Assignment: Everything from the line with "of the apartment" to the final line of the records should be reproduced word for word, with both of those lines kept.

[Supplied entries Boundary: Start]

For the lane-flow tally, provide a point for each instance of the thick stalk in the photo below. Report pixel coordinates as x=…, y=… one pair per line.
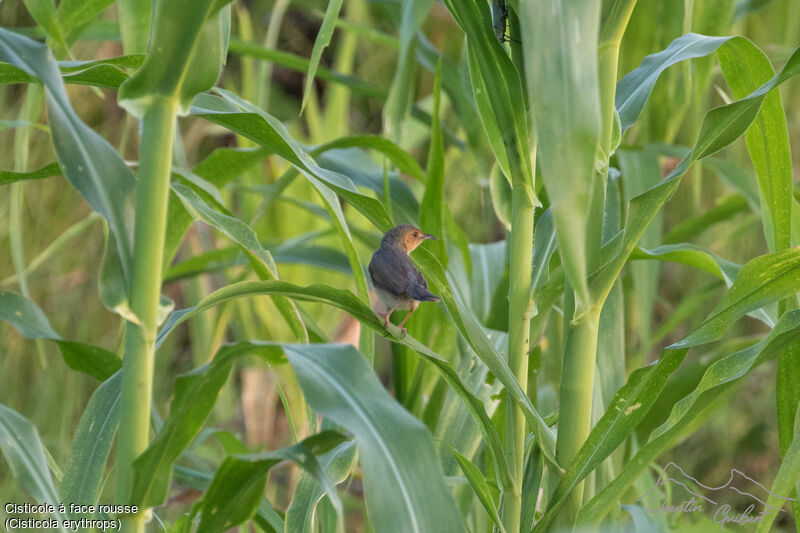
x=152, y=190
x=575, y=398
x=518, y=345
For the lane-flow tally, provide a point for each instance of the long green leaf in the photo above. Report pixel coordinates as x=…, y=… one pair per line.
x=336, y=464
x=745, y=68
x=194, y=397
x=719, y=377
x=721, y=126
x=497, y=83
x=348, y=302
x=83, y=473
x=87, y=160
x=404, y=486
x=320, y=43
x=481, y=488
x=25, y=455
x=186, y=33
x=27, y=318
x=760, y=281
x=634, y=89
x=401, y=91
x=238, y=485
x=237, y=230
x=785, y=481
x=561, y=73
x=765, y=279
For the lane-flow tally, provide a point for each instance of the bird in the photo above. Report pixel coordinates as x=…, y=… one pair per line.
x=396, y=280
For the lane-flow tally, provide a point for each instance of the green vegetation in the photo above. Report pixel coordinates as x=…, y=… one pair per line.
x=194, y=189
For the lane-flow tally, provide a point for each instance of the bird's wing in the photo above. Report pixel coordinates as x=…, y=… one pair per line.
x=388, y=273
x=418, y=287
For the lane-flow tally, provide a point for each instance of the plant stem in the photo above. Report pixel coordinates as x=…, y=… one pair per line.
x=152, y=191
x=575, y=397
x=518, y=345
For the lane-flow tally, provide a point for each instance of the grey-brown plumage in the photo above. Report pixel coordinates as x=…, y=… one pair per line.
x=396, y=280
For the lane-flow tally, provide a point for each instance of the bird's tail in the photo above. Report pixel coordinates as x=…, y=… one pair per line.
x=426, y=296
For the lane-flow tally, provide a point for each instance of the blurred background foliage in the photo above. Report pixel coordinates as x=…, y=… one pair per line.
x=269, y=47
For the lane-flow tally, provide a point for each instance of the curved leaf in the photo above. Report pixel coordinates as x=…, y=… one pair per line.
x=719, y=377
x=87, y=160
x=238, y=485
x=25, y=455
x=762, y=280
x=320, y=43
x=720, y=127
x=91, y=445
x=27, y=318
x=399, y=158
x=403, y=483
x=347, y=301
x=336, y=464
x=194, y=397
x=561, y=72
x=187, y=34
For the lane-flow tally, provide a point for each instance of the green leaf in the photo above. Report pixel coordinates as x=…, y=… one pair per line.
x=431, y=211
x=309, y=492
x=74, y=14
x=727, y=207
x=187, y=40
x=220, y=167
x=403, y=483
x=87, y=160
x=193, y=398
x=301, y=64
x=754, y=286
x=717, y=379
x=320, y=43
x=500, y=190
x=640, y=170
x=745, y=68
x=243, y=235
x=498, y=92
x=481, y=488
x=29, y=320
x=785, y=480
x=44, y=13
x=562, y=83
x=634, y=89
x=762, y=280
x=721, y=126
x=692, y=255
x=25, y=455
x=628, y=407
x=347, y=301
x=401, y=92
x=267, y=131
x=238, y=485
x=399, y=158
x=266, y=516
x=83, y=473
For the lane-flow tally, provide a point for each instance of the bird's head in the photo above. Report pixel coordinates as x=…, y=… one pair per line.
x=406, y=237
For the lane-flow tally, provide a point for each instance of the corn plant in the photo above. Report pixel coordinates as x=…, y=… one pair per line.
x=596, y=316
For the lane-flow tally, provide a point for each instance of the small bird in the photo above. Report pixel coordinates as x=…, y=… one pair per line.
x=397, y=281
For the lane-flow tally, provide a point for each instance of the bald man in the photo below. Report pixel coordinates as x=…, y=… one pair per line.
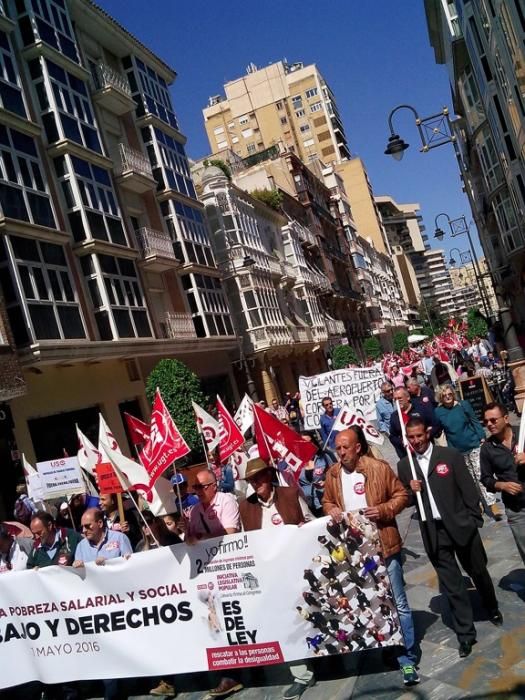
x=361, y=482
x=215, y=515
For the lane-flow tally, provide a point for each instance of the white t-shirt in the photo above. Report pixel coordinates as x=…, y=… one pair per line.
x=353, y=485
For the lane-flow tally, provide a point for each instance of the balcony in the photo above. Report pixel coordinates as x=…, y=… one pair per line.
x=133, y=170
x=157, y=254
x=112, y=91
x=178, y=326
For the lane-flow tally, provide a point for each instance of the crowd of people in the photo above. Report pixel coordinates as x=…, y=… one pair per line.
x=461, y=465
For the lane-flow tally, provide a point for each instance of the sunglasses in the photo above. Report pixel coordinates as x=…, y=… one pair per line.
x=202, y=487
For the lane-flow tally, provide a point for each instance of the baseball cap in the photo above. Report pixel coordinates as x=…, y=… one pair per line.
x=177, y=478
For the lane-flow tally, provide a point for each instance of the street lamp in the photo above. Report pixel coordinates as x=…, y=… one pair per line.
x=433, y=131
x=457, y=228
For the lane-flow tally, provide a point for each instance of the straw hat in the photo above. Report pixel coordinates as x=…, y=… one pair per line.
x=254, y=466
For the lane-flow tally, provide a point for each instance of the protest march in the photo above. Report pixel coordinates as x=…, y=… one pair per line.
x=111, y=560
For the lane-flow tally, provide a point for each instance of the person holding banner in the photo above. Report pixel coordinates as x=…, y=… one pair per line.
x=51, y=545
x=449, y=528
x=361, y=482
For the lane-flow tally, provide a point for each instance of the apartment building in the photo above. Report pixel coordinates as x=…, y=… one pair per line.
x=482, y=45
x=271, y=287
x=106, y=262
x=283, y=102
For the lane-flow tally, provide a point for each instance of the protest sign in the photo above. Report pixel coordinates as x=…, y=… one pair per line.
x=107, y=481
x=61, y=477
x=221, y=599
x=355, y=388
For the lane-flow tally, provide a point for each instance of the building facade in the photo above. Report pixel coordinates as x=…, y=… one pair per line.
x=106, y=262
x=482, y=45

[Supplied entries Boundary: End]

Answer to this problem:
For the lane-flow tally, provide a point for each instance of the apartment building in the photo above. Report pixel coordinates as x=…, y=… one pair per line.
x=482, y=45
x=271, y=287
x=106, y=262
x=283, y=102
For the lane-flow tally, provide a point for each instance of the protest sign in the photo above. Report pixel coordinates as x=…, y=… one pair per line.
x=107, y=481
x=61, y=477
x=221, y=599
x=355, y=388
For the lane-flow tally, provide a point for each instance of the building facade in the photo above. Report pixel coordinates as x=…, y=… one pair per line.
x=106, y=262
x=482, y=45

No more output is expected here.